>>>

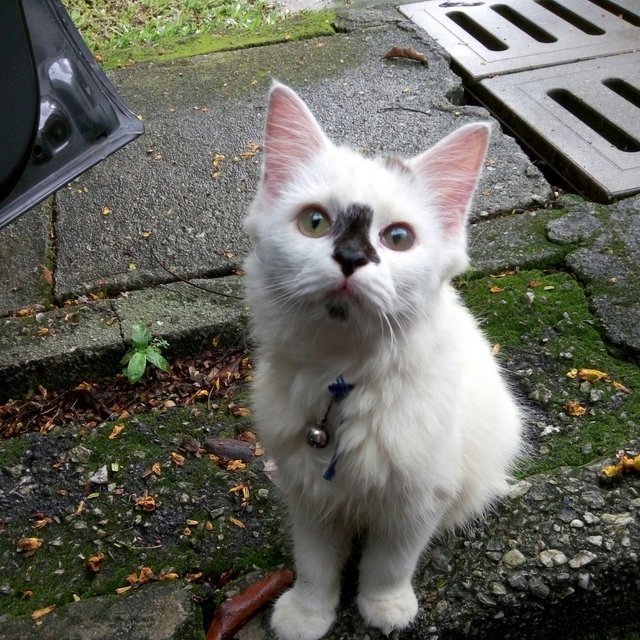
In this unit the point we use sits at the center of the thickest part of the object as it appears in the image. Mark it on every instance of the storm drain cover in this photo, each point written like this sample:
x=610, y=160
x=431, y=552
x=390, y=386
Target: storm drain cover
x=560, y=73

<<<

#### [ACTIVITY]
Copy every line of the data word for word, omitting the images.

#### [EXERCISE ANSWER]
In this unit the point we use sits at the center of the thickest part of the object as it appears in the image. Mark it on every instance of the storm drain cover in this photo, each point written like this sample:
x=610, y=160
x=431, y=552
x=390, y=386
Target: storm drain cover
x=560, y=73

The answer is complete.